→ EXTRACT TO READ

** Begin **

Movie Review: “Frances Ha”

ImageGreta Gerwig makes “hapless” a happening thing in “Frances Ha.” Which is no surprise, because she’s spent her brief career mastering variations on a hapless theme.
Gerwig (“Lola Versus,” “Greenberg”) and director Noah Baumbach (“Greenberg,” “The Squid and the Whale”) team up to give us the quintessential Greta time capsule picture, a movie that sums up the navel gazing of Generation Y and summons up every Gerwig character from the era in one giddy yet wistful package.
Frances Haladay (Gerwig) is an exemplar of a sort of age-specific form of denial. A Sacramento native, she’s settled in New York to become a modern dancer. She’s gawky and a little awkward, so that isn’t really working out. She can’t commit to her boyfriend because she won’t leave behind her “same person with different hair” best friend, Sophie (Mickey Sumner), her true other half. But Sophie moves out on her.
Frances is 27, under-employed, and hasn’t come close to mastering life.
“I’m so embarrassed,” she explains, trying to treat a friend to dinner, but lacking room on her credit card or ready cash to pay. “I’m not a real person yet.”
“Frances Ha” follows us through a turbulent year in her life — Sophie drifting away, the rich hipsters (Adam Driver, Michael Zegen) Frances moves in with, the “You don’t have it” hints from her choreographer (Charlotte D’Amboise), the too-brief trip to Paris she takes on “a credit card I got in the mail,” just to impress others at a dinner party where she sticks her foot in it, time and again.

** End **

→ RECORD SET

** Begin **

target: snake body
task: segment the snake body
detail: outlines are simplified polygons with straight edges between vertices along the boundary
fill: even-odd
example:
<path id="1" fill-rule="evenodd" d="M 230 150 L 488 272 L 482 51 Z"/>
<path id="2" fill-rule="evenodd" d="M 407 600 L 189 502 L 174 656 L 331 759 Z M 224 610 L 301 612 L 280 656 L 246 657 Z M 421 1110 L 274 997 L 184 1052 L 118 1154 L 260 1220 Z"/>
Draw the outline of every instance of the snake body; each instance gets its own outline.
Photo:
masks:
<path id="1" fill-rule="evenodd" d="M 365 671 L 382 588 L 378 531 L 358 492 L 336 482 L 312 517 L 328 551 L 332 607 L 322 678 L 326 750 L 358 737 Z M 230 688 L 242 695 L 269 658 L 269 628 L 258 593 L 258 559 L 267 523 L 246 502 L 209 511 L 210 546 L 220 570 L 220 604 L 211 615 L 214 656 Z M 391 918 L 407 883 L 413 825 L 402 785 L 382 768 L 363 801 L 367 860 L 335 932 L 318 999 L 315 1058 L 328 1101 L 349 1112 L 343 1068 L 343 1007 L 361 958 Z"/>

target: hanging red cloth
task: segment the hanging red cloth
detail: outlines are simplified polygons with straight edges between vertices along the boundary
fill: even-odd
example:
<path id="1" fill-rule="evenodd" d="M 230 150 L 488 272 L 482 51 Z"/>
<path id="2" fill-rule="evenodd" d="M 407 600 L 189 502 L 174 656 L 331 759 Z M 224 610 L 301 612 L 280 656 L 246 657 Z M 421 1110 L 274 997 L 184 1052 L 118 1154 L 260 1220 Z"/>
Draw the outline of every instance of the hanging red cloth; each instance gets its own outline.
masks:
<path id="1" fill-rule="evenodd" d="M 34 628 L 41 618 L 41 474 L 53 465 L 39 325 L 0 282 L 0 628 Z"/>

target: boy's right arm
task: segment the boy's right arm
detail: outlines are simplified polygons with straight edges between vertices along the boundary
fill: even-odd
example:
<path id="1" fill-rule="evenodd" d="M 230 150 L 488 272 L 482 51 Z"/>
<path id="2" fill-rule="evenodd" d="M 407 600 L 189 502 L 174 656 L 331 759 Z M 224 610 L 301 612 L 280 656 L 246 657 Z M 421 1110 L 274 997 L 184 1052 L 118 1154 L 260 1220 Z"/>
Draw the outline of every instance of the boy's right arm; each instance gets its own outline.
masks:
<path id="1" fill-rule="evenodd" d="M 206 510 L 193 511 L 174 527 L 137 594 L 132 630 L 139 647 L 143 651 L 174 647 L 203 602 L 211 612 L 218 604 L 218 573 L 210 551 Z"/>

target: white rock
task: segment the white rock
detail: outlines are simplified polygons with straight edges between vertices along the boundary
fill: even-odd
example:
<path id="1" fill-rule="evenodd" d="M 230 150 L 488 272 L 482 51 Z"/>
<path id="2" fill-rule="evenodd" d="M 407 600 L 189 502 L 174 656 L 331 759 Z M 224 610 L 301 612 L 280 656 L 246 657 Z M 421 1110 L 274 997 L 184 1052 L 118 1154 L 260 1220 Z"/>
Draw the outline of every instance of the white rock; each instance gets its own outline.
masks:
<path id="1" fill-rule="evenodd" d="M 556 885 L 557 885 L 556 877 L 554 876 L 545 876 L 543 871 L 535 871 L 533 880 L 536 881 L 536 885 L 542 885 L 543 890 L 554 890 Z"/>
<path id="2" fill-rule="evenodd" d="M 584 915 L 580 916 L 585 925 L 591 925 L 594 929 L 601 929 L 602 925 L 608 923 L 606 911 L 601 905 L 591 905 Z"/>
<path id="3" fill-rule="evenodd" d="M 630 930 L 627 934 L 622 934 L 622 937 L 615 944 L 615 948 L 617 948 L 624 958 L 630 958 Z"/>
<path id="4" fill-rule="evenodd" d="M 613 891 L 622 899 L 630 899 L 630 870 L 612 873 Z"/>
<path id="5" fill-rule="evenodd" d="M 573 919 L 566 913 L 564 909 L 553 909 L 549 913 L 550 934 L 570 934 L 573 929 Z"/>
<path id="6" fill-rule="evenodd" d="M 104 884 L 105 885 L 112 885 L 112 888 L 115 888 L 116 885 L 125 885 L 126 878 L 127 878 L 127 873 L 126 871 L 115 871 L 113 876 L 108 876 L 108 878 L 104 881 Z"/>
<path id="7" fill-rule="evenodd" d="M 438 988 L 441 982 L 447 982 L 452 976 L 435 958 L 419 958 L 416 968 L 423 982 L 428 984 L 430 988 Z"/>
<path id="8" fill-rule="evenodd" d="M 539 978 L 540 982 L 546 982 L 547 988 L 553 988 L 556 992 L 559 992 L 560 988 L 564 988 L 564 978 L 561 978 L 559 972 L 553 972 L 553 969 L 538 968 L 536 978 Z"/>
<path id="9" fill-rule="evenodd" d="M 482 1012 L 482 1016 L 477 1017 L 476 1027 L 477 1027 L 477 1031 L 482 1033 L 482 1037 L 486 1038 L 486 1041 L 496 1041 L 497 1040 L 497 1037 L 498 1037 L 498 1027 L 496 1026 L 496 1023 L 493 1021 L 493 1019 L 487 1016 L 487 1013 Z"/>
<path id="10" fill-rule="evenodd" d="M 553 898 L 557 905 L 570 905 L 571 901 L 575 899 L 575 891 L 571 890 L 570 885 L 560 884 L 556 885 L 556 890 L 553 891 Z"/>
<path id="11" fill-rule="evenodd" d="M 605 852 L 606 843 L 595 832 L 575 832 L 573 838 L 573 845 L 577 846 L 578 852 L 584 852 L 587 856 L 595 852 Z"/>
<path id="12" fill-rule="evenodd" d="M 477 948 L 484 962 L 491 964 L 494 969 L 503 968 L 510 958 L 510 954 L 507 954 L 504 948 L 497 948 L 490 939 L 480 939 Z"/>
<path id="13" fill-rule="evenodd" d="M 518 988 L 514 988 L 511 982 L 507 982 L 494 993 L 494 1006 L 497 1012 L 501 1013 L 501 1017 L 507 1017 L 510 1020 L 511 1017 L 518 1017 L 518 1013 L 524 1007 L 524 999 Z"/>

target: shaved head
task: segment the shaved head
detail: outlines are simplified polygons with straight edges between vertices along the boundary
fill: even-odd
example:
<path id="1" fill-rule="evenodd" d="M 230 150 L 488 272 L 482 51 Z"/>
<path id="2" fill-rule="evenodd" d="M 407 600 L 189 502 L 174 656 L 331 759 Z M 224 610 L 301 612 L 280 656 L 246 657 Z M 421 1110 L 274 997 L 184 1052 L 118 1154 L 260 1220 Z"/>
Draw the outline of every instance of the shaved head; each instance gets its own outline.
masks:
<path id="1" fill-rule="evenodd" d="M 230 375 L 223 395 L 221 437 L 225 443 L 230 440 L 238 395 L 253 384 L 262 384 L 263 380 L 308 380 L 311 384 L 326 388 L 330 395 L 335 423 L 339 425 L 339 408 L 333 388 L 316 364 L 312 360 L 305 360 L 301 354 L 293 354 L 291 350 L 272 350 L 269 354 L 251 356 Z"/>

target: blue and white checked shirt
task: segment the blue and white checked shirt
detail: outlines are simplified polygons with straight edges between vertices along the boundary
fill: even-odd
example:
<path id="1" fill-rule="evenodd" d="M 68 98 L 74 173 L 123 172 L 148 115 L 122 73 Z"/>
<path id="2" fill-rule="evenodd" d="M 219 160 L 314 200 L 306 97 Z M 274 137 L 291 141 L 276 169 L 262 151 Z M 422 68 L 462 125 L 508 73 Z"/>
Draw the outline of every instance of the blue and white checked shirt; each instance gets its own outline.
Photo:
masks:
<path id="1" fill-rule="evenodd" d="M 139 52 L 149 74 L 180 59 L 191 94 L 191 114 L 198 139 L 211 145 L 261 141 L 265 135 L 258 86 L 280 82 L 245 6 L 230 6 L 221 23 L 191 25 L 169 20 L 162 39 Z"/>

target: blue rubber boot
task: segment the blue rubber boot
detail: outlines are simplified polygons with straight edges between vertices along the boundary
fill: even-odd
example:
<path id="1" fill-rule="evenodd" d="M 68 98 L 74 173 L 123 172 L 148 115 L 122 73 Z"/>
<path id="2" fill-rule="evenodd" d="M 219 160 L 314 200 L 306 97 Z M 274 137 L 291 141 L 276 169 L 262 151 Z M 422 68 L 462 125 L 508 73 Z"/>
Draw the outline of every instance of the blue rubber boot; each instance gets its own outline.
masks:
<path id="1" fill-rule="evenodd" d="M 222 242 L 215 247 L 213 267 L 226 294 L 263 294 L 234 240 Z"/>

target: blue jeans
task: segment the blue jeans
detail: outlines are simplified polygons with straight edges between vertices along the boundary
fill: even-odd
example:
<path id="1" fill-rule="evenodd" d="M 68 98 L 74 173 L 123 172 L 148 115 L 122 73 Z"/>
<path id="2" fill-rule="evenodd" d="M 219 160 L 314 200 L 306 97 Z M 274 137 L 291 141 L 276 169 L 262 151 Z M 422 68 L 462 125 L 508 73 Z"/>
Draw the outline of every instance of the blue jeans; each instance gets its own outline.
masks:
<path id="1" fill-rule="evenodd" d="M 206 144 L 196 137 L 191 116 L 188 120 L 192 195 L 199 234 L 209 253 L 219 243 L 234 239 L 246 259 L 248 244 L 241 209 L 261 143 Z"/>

** End **

→ REQUIREMENTS
(a) Answer each question from the Frances Ha review:
(i) What city is Frances Haladay originally from?
(ii) How old is Frances?
(iii) Which actor plays Sophie?
(b) Reproduce the part of the Frances Ha review between "Frances Haladay (Gerwig)" and "to mastering life.", inclusive, substituting "Denver" for "Sacramento".
Answer from the review alone; the data plays no part.

→ THE SOLUTIONS
(a)
(i) Sacramento
(ii) 27
(iii) Mickey Sumner

(b)
Frances Haladay (Gerwig) is an exemplar of a sort of age-specific form of denial. A Denver native, she’s settled in New York to become a modern dancer. She’s gawky and a little awkward, so that isn’t really working out. She can’t commit to her boyfriend because she won’t leave behind her “same person with different hair” best friend, Sophie (Mickey Sumner), her true other half. But Sophie moves out on her.
Frances is 27, under-employed, and hasn’t come close to mastering life.